#### PROBLEMS TO WORK ON:
**A)** Translate this sentence from the Cyberpunk 2077 seizure-warning article into Spanish: "Rapidly flashing lights are a known trigger for epileptics, and as Ruppert reports, Cyberpunk 2077 is full of them."
**B)** Go on with the article about Cyberpunk 2077 and seizure risk, picking up right after its final sentence.

#### DOCUMENT PASSAGE:
If you’re looking forward to Cyberpunk 2077 and suffer from epilepsy, here’s a word of warning: the game might trigger a seizure. Writing for Game Informer, Liana Ruppert explains how Cyberpunk 2077 features several potential triggers, writing that while playing the game for the magazine she “suffered one major seizure and felt several moments where [she] was close to another one.”
Rapidly flashing lights are a known trigger for epileptics, and as Ruppert reports, Cyberpunk 2077 is full of them. You’ll apparently see ‘em whenever you enter a club, whenever Keanu Reeves’ character appears, and, most notably, whenever your character takes part in a “braindance,” a part of the game where you jack in to other people’s memories. During a braindance the player character puts on a headset that includes blinking red and white lights, “much like the actual device neurologists use in real life to trigger a seizure when they need to trigger one for diagnosis purposes,” as Ruppert points out. This triggered Ruppert’s seizure during her playthrough, and she advises anybody susceptible to seizures to look away from the screen during these moments. There are also other lights and graphical glitches throughout a “braindance” that could potentially trigger a seizure.

#### DATA RECORDS:

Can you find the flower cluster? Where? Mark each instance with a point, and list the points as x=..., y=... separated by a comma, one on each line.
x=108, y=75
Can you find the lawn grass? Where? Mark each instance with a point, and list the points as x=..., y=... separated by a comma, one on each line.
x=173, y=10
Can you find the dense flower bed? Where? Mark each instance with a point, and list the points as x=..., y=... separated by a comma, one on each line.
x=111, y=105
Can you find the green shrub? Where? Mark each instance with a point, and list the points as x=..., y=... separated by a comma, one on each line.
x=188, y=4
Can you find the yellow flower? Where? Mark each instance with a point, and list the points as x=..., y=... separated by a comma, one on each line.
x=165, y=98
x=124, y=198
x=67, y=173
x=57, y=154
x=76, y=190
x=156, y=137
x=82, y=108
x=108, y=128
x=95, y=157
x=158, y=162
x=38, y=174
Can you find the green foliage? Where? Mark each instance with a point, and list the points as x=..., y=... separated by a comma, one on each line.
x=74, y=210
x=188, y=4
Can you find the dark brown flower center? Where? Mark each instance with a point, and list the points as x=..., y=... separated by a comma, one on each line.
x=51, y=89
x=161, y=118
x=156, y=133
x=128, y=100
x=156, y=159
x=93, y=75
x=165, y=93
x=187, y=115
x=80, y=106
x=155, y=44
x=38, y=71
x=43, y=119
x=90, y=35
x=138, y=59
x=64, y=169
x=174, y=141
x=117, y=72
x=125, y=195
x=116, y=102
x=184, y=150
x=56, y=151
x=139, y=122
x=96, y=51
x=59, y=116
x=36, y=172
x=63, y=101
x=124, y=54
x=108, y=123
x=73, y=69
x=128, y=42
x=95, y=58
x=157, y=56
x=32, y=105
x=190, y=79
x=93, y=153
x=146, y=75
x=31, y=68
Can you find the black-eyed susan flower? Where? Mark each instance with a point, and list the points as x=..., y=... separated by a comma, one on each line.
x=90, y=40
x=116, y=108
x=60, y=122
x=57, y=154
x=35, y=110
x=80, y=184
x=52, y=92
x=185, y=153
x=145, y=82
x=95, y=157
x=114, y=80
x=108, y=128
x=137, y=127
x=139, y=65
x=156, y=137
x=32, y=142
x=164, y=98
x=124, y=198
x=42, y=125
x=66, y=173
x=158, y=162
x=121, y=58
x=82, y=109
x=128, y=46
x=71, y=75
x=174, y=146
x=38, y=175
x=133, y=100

#### SET OF ANSWERS:
**A)** Las luces que parpadean rápidamente son un desencadenante conocido para las personas con epilepsia y, según informa Ruppert, Cyberpunk 2077 está lleno de ellas.

**B)**
The videogame industry as a whole has become generally more sensitive about accessibility issues over the last few years. Some of 2020’s major big budget games, including The Last of Us Part II and Assassin’s Creed Valhalla, have emphasized a wide range of accessibility options, to varying degrees of success. So it’s surprising to see a game as widely anticipated—and with such a long and arduous production history—as Cyberpunk 2077 make one of the easiest and most avoidable accessibility mistakes. The connection between blinking lights and epileptic seizures has been well-established for decades, and is something that any company working in a visual medium should know to avoid. Including a recurring, mandatory gameplay feature that subjects players to an experience similar to one used by doctors to intentionally trigger a seizure is incredibly negligent. It’s something that needs to be addressed by a patch as soon as possible, and should lead to a industry-wide review of certification practices to make sure something like this doesn’t pass through to the public again.
This is just the latest questionable decision made by the developers of Cyberpunk 2077, a game that’s been widely accused of transphobia, and whose development has seen an extensive crunch period. Despite those controversies, it’s received a highly positive reception from the gaming press. Players can find out for themselves, if they’d like, when the game finally releases this Thursday, Dec. 10.